▶ **Given problem**
Retype the rows below without changes, starting with the line that contains "Target — blurred walking path" and going on through the last line of the rows.

▶ **Excerpted data**
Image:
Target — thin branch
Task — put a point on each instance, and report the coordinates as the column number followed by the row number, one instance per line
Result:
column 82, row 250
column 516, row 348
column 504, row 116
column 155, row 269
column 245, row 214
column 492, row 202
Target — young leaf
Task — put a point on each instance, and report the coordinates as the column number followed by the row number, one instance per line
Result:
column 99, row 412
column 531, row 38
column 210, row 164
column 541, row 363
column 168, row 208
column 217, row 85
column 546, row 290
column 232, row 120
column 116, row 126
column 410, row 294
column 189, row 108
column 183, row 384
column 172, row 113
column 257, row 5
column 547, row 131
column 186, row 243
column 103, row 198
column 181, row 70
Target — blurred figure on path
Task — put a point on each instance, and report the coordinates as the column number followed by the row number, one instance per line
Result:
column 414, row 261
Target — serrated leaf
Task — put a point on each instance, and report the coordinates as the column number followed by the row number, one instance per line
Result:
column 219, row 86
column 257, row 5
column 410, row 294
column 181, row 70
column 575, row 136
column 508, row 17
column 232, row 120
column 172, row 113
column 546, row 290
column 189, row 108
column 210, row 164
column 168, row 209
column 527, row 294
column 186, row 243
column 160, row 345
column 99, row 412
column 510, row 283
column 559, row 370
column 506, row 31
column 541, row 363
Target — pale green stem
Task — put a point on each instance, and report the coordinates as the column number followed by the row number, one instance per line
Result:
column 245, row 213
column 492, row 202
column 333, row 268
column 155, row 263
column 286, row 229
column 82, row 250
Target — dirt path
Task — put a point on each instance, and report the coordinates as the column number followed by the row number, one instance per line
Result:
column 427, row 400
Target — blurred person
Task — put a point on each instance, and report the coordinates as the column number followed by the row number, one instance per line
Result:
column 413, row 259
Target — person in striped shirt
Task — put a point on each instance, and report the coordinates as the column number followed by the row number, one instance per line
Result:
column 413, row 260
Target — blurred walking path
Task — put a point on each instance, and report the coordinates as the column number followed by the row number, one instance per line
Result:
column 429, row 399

▶ **Exercise result**
Target — blurred walking path
Task — put a point on each instance, and report the coordinates as the column number followed by the row number, one instance per line
Result:
column 429, row 399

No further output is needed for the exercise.